**Exercise instructions:**
(1) List every city named in the passage on Pharaoh Merneptah.
(2) Answer these from the passage on Pharaoh Merneptah:
(a) In which Regnal Year did the incursion from Libya take place?
(b) Where did Merneptah record his victory over the revolt in the Levant and Syrian areas?
(c) Next to which temple is his new Royal Palace believed to have been built?
(3) Continue the passage on Pharaoh Merneptah from its last sentence.

**Passage:**
ReignPharaoh Merneptah - 19th Dynasty - The Pharaohs - The People
“Beloved of Ptah, Joyous is Truth”, The Soul of Re, Beloved of the Gods”
Son of the Infamous Pharaoh Ramses II and Grandson of Pharaoh Seti I
During his sovereignty Pharaoh Merneptah moved the Capital City away from his father’s beloved Pi-Ramses in Egypt’s Delta and back to the ancient Capital City of Memphis in Lower Egypt.
To understand more about the Capital City of Memphis, click here.
Although still lost to us today it is believed that he also constructed a new Royal Palace next to the principal Temple of Ptah in Memphis.
To discover what we know about the now ruined Temple of Ptah in Memphis, click here.
To learn about Pharaoh Merneptah’s Palace at Memphis, click here.
Pharaoh’s Military prowess was equal to his fathers. Soon into his reign he undertook a Military Campaign to put down a revolt from the people of the Levant and Syrian areas who owed tribute to Egypt. He recorded this victory in Reliefs at the Temple of Karnak in Thebes.
His next challenge and perhaps the greatest he faced, in Regnal Year 5, was a serious incursion from Libya who had joined forces with the displaced Sea Peoples and had together infiltrated the west of the Egyptian Delta. The joint effort was plotting to attack the Capital City of Memphis and the great religious city of Heliopolis. Pharaoh acted swiftly meeting with the insurgents in the field and hailing them with arrows whilst holding back his chariotry and infantry to save their lives. The Libyan leadership fled, and the incursion was halted.

**Rows:**
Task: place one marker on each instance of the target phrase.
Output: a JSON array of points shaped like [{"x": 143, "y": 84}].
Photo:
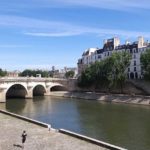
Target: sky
[{"x": 39, "y": 34}]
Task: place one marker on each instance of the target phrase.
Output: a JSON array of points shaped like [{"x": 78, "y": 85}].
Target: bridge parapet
[{"x": 28, "y": 84}]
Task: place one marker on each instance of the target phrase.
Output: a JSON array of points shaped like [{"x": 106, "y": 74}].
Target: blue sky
[{"x": 44, "y": 33}]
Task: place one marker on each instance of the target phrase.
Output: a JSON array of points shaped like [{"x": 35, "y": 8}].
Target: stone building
[{"x": 134, "y": 71}]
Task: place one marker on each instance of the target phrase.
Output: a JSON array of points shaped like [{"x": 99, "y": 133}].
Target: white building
[{"x": 134, "y": 71}]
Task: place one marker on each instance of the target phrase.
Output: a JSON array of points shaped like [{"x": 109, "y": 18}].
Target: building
[{"x": 134, "y": 71}]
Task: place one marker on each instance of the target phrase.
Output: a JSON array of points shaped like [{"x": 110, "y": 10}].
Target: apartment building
[{"x": 134, "y": 71}]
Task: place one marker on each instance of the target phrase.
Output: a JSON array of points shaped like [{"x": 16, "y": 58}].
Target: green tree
[
  {"x": 3, "y": 73},
  {"x": 145, "y": 63},
  {"x": 119, "y": 61},
  {"x": 108, "y": 73},
  {"x": 69, "y": 74}
]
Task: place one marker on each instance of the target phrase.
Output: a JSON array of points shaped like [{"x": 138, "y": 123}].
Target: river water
[{"x": 123, "y": 125}]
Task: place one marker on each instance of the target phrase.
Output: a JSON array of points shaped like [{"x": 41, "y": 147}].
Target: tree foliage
[
  {"x": 108, "y": 72},
  {"x": 145, "y": 62}
]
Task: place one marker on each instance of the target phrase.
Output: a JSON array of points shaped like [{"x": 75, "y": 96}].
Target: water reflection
[{"x": 122, "y": 125}]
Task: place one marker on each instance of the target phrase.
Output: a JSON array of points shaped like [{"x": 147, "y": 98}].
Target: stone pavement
[{"x": 38, "y": 138}]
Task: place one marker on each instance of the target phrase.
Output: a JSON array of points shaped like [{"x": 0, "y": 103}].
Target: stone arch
[
  {"x": 58, "y": 87},
  {"x": 16, "y": 91},
  {"x": 131, "y": 75},
  {"x": 39, "y": 90}
]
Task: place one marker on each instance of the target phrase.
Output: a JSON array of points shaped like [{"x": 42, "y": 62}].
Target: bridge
[{"x": 28, "y": 87}]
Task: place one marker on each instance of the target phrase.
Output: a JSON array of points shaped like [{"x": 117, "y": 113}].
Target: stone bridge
[{"x": 28, "y": 87}]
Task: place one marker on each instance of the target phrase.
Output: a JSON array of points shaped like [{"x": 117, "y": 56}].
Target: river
[{"x": 123, "y": 125}]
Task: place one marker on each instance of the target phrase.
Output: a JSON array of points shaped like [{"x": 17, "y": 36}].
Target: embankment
[{"x": 117, "y": 98}]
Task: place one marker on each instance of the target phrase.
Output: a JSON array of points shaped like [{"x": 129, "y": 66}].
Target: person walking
[
  {"x": 49, "y": 127},
  {"x": 24, "y": 135}
]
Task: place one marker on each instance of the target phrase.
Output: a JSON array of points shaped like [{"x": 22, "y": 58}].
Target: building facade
[{"x": 134, "y": 71}]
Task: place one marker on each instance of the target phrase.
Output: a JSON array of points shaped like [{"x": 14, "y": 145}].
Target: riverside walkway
[{"x": 38, "y": 138}]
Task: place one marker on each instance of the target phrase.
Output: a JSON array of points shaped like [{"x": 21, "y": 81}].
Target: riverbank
[
  {"x": 115, "y": 98},
  {"x": 38, "y": 136}
]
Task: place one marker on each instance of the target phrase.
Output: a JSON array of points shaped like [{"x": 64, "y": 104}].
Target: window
[
  {"x": 99, "y": 56},
  {"x": 134, "y": 68},
  {"x": 135, "y": 63},
  {"x": 128, "y": 69},
  {"x": 134, "y": 56}
]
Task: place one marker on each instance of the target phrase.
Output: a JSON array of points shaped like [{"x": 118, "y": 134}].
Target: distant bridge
[{"x": 27, "y": 87}]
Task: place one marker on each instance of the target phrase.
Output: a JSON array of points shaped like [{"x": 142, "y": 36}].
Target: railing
[{"x": 29, "y": 79}]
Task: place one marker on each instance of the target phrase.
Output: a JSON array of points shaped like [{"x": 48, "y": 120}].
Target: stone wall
[{"x": 129, "y": 88}]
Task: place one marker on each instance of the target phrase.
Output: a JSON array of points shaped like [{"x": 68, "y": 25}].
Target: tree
[
  {"x": 145, "y": 63},
  {"x": 69, "y": 74},
  {"x": 119, "y": 62},
  {"x": 109, "y": 72}
]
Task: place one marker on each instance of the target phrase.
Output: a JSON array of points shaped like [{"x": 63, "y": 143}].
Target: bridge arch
[
  {"x": 39, "y": 90},
  {"x": 16, "y": 91}
]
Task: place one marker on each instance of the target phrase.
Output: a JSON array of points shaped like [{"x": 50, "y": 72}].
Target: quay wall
[
  {"x": 116, "y": 98},
  {"x": 63, "y": 131}
]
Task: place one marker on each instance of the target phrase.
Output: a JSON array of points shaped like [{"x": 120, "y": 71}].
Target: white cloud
[
  {"x": 122, "y": 5},
  {"x": 13, "y": 46},
  {"x": 45, "y": 28},
  {"x": 108, "y": 4}
]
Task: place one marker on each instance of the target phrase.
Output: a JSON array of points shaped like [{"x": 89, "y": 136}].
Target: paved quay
[{"x": 38, "y": 138}]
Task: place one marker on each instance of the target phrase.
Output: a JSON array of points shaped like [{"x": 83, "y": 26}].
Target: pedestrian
[
  {"x": 24, "y": 135},
  {"x": 49, "y": 127}
]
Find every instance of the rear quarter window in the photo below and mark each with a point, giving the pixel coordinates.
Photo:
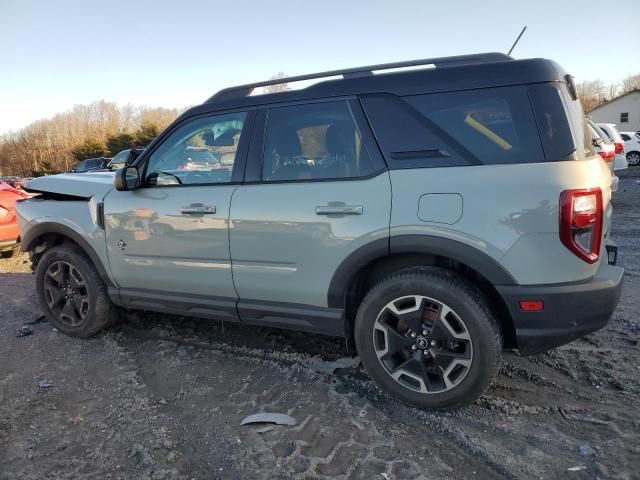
(495, 124)
(483, 126)
(553, 124)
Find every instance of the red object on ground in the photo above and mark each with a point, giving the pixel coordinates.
(9, 232)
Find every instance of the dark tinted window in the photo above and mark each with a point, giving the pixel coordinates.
(313, 141)
(408, 139)
(551, 118)
(577, 122)
(495, 124)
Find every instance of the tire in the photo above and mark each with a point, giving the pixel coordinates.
(450, 315)
(633, 159)
(65, 271)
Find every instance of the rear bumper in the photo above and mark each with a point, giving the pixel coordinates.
(7, 244)
(570, 310)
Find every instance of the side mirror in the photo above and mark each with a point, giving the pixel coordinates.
(127, 178)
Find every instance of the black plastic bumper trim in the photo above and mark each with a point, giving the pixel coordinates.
(570, 310)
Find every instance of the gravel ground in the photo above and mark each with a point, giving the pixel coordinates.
(162, 397)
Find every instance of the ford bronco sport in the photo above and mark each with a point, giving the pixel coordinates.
(434, 216)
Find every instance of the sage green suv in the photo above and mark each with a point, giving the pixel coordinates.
(433, 216)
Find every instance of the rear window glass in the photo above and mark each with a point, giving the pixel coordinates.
(495, 124)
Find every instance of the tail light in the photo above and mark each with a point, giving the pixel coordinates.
(608, 156)
(581, 222)
(619, 148)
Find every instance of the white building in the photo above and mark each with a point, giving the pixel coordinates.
(624, 111)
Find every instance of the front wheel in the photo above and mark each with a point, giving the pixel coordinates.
(633, 158)
(428, 338)
(71, 293)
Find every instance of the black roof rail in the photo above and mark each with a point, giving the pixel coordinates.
(241, 91)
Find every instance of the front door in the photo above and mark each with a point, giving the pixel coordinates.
(170, 236)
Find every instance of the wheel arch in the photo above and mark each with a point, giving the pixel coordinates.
(369, 264)
(51, 234)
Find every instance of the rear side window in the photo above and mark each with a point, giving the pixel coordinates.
(577, 122)
(495, 124)
(553, 125)
(313, 142)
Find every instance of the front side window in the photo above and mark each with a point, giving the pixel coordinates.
(202, 151)
(313, 141)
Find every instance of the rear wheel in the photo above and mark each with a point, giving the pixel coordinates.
(428, 338)
(72, 294)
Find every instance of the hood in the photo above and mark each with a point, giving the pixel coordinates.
(83, 185)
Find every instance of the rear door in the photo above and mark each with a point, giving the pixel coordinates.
(316, 189)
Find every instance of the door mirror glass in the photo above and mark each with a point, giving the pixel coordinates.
(127, 178)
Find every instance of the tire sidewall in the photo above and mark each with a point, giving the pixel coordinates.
(486, 354)
(82, 265)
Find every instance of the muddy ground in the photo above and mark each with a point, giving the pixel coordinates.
(162, 397)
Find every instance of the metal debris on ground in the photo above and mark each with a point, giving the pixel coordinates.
(264, 429)
(277, 418)
(581, 418)
(35, 321)
(586, 450)
(24, 332)
(330, 367)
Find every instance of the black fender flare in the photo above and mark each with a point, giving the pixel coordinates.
(427, 244)
(30, 240)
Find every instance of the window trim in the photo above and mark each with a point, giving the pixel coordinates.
(255, 161)
(239, 164)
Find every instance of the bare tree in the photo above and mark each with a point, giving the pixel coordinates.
(592, 93)
(46, 146)
(632, 82)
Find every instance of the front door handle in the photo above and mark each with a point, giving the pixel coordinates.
(339, 210)
(198, 209)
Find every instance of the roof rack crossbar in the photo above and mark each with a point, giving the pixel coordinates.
(245, 90)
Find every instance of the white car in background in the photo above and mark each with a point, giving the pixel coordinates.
(604, 147)
(620, 161)
(631, 147)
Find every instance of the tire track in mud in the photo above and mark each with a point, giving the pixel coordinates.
(319, 447)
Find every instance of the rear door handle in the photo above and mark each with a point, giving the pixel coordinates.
(339, 210)
(198, 209)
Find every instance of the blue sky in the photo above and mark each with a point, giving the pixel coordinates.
(54, 54)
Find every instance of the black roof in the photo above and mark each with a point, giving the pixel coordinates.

**Exercise answers:**
(1)
Pi-Ramses
Memphis
Thebes
Heliopolis

(2)
(a) Regnal Year 5
(b) In Reliefs at the Temple of Karnak in Thebes
(c) The principal Temple of Ptah in Memphis

(3)
However, Pharaoh could not rest, on hearing that the Pharaoh had deployed his troops in the northern part of Egypt, then the Nubians took the opportunity to revolt in Egypt’s south. But they had not accounted for the speed with which Pharaoh subdued the northern incursion and so he could immediately move his troops to the south and put down their rebellion.
His reign was about more than his Military Exploits and he proved to be adept at diplomatic relations as well. One event that was recorded was when the Hittite King of northern Syria was challenged by an invasion from the north of his country at a time when they were suffering from famine. The Hittite King called on his Egyptian counterpart to uphold the details of the Peace Treaty that Pharaoh Ramses II had signed with the Hittites after the Battle of Kadesh. Pharaoh Merneptah upheld the treaty provided the Hittites with grain to ease their famine conditions showing that he was the very equal of his famous father. To learn about the Battle of Kadesh, click here and to learn about the Peace Treaty, click here.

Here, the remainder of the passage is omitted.